Passage shown ->
————

More details can be seen in the reference.
cite:Luo, Z., Shi, M., Yang, Z. et al. pyMeSHSim: an integrative python package for biomedical named entity recognition, normalization, and comparison of MeSH terms. BMC Bioinformatics 21, 252 (2020). https://doi.org/10.1186/s12859-020-03583-6
Some dependence of pyMeSHSim had restrict version limitation. The most convenient way to install pyMeSHSim is that use conda create a python 3.6.5 enviroment, and then isntall pyMeSHSim in this enviroment.
The recognition and normalization of bio-NE, especially for diseases, play an important role in clinical and biomedical research, such as clinical decision support, cohort identification, pharmacovigilance, and drug repositioning. For example, bio-NE recognition and normalization are prerequisites for semantic analysis, including semantic comparison of bio-NEs in drug repositioning. However, there are multiple synonyms, abbreviations and variations for bio-NEs, making it challenging to curate bio-NEs from free biomedical text or clinical narrative text.
We extracted bio-NEs from free biomedical text and measured semantic similarity between the bio-NEs based on the Medical Subject Headings(MeSH).
MeSH is a medical vocabulary resource curated by the National Library of Medicine (NLM). It provides a hierarchically-organized terminology for indexing and cataloging of biomedical information in MEDLINE/PubMed and other NLM databases. Moreover, MeSH is organized as a directed acyclic graph, laying the foundation for computing semantic similarities between two concepts.
Although MeSH has potential for bio-NE recognition, normalization, and comparison , there is still a lack of MeSH tools to automatically recognize bio-NEs from free text and measure the semantic similarity between bio-NEs after normalization.
Here, we developed an integrative, lightweight and data-rich python package named pyMeSHSim to curate MeSH terms from free text and measure the semantic similarity between the MeSH terms.
- data subpackage
- The data subpackage has reorganized the MeSH information in bcolz format.
- It is lightweight and data-rich.
- It contained the main heading concepts, unique DescriptorUI, MeSH Tree code, and correspond UMLS ID.

————

Supplied records ->
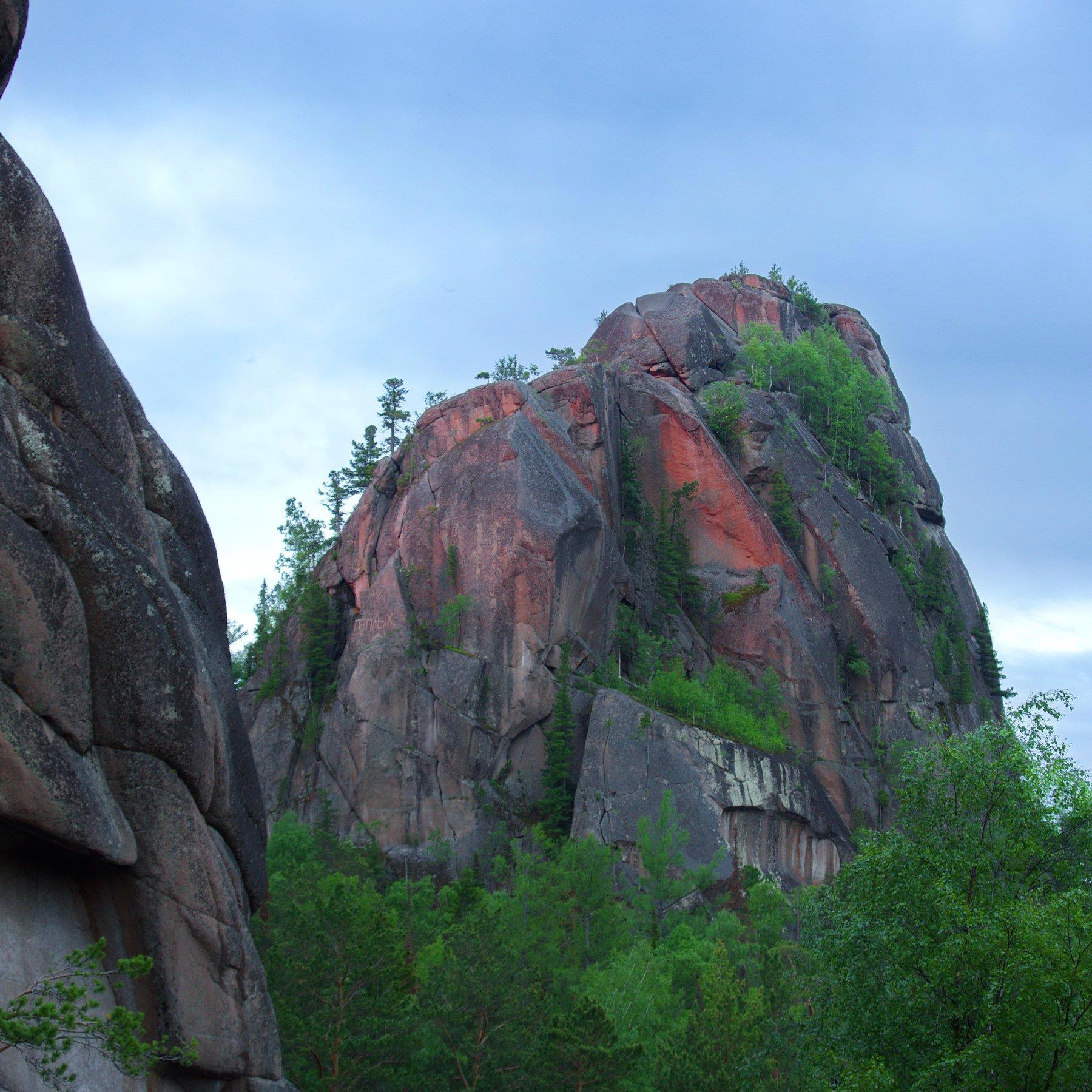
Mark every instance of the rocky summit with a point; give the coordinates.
(518, 542)
(129, 803)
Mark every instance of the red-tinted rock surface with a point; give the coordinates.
(129, 803)
(524, 484)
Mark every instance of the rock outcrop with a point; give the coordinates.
(511, 495)
(129, 802)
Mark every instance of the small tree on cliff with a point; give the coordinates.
(508, 367)
(333, 494)
(61, 1010)
(391, 415)
(362, 462)
(304, 542)
(557, 781)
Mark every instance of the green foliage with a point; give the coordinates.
(365, 454)
(334, 494)
(509, 368)
(837, 394)
(971, 920)
(724, 404)
(393, 417)
(581, 1050)
(335, 965)
(60, 1011)
(731, 601)
(633, 505)
(639, 651)
(304, 542)
(664, 879)
(988, 661)
(450, 617)
(319, 617)
(783, 508)
(852, 662)
(558, 790)
(827, 578)
(724, 703)
(676, 584)
(954, 951)
(805, 300)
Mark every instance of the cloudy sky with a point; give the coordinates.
(274, 207)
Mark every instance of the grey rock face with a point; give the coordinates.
(748, 807)
(129, 802)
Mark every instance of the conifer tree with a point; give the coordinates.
(988, 658)
(783, 509)
(391, 415)
(557, 782)
(362, 463)
(333, 495)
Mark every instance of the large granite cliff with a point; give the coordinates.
(129, 803)
(521, 484)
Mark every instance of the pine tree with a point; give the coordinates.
(988, 658)
(362, 462)
(333, 495)
(580, 1050)
(263, 627)
(962, 689)
(557, 781)
(391, 414)
(783, 509)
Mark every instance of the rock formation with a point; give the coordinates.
(510, 494)
(129, 803)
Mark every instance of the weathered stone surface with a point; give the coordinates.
(525, 483)
(129, 802)
(415, 735)
(12, 29)
(735, 802)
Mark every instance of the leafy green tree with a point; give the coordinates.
(971, 920)
(581, 1051)
(334, 494)
(724, 404)
(60, 1010)
(393, 417)
(509, 368)
(730, 1031)
(304, 542)
(335, 966)
(362, 464)
(562, 357)
(482, 1004)
(558, 789)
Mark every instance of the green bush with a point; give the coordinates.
(838, 394)
(724, 403)
(726, 703)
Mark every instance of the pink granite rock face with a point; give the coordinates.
(129, 802)
(524, 484)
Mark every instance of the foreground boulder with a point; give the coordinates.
(129, 803)
(517, 502)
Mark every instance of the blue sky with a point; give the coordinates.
(274, 207)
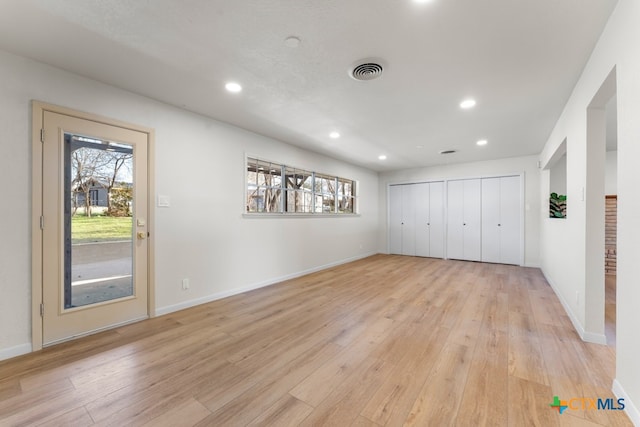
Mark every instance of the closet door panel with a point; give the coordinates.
(436, 219)
(472, 220)
(455, 219)
(421, 199)
(491, 225)
(408, 220)
(395, 219)
(510, 218)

————

Instructions ->
a) In the pyMeSHSim description, what format does the data subpackage use for the reorganized MeSH information?
b) Please print the stretch of the pyMeSHSim description from "We extracted bio-NEs" through "between two concepts.", keeping every character the same.

Task-by-task answers ->
a) bcolz format

b)
We extracted bio-NEs from free biomedical text and measured semantic similarity between the bio-NEs based on the Medical Subject Headings(MeSH).
MeSH is a medical vocabulary resource curated by the National Library of Medicine (NLM). It provides a hierarchically-organized terminology for indexing and cataloging of biomedical information in MEDLINE/PubMed and other NLM databases. Moreover, MeSH is organized as a directed acyclic graph, laying the foundation for computing semantic similarities between two concepts.